Texte du document:
++++
Hélène Vally, Responsable contenus marketing - 03/04/25

(Mis à jour le 03/04/25)

Philippe Abergel nous explique le rôle du Synpase dans la nouvelle convention collective.

Le Synpase, le Syndicat National des Professionnels de l’Audiovisuel, du Spectacle et de l’Événement, joue un rôle essentiel dans la structuration et la représentation des entreprises du secteur. Philippe Abergel, Délégué Général du Synpase, nous explique le rôle du syndicat dans la création de la nouvelle convention collective nationale, entrée en vigueur le 1er avril. Une interview pour mieux comprendre les avancées majeures pour les sociétés et les salariés de cette branche.

Pouvez-vous nous présenter le Synpase ?
++++
Consigne écrite: Extrayez du texte sur le Synpase le passage qui va de « Philippe Abergel nous » jusqu'à « de cette branche. » inclus, sans y changer un mot.

[Entrées de données enregistrées]
++++
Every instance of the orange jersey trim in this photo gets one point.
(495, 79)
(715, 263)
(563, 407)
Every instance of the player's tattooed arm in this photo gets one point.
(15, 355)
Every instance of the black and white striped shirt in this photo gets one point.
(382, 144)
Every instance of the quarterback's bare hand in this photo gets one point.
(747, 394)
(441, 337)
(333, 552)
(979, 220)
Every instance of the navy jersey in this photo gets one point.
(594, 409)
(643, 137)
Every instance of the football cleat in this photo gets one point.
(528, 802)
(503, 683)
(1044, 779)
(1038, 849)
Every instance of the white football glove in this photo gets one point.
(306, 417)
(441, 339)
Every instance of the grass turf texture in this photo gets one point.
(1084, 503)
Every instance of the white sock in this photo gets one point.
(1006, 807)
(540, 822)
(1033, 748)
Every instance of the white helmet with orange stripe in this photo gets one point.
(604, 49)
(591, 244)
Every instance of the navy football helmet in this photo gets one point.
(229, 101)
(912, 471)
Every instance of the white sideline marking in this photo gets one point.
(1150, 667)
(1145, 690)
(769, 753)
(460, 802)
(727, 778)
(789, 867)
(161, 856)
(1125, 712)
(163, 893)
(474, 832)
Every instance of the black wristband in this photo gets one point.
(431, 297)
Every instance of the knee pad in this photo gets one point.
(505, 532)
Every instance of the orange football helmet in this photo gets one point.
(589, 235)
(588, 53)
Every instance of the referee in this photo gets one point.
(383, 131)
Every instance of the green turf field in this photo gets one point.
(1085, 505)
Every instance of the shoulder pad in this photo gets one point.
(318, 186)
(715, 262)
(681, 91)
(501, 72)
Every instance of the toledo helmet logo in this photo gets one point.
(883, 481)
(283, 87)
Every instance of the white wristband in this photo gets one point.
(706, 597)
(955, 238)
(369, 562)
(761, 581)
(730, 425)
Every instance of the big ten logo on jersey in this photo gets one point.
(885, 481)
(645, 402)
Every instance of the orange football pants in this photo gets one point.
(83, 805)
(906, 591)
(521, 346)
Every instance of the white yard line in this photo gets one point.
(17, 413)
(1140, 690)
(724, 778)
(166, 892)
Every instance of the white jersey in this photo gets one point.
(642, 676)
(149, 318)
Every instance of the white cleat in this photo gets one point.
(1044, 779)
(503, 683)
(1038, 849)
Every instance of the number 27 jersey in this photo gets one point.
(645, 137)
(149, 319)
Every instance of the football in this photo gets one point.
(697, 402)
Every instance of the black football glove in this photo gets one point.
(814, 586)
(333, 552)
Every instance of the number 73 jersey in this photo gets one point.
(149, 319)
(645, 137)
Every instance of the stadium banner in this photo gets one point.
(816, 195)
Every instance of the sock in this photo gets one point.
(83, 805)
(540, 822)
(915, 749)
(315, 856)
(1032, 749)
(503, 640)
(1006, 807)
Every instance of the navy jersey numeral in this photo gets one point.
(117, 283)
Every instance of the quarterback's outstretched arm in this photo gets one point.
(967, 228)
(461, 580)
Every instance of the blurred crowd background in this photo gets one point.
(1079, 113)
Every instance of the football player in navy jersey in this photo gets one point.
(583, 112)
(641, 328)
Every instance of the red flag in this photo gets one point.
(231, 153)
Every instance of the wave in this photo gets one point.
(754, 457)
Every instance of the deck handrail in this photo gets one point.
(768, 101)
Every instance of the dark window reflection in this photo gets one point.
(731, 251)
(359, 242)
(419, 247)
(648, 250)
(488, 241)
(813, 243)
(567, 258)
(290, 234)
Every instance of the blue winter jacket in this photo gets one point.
++++
Réponse de l'exercice:
Philippe Abergel nous explique le rôle du Synpase dans la nouvelle convention collective.

Le Synpase, le Syndicat National des Professionnels de l’Audiovisuel, du Spectacle et de l’Événement, joue un rôle essentiel dans la structuration et la représentation des entreprises du secteur. Philippe Abergel, Délégué Général du Synpase, nous explique le rôle du syndicat dans la création de la nouvelle convention collective nationale, entrée en vigueur le 1er avril. Une interview pour mieux comprendre les avancées majeures pour les sociétés et les salariés de cette branche.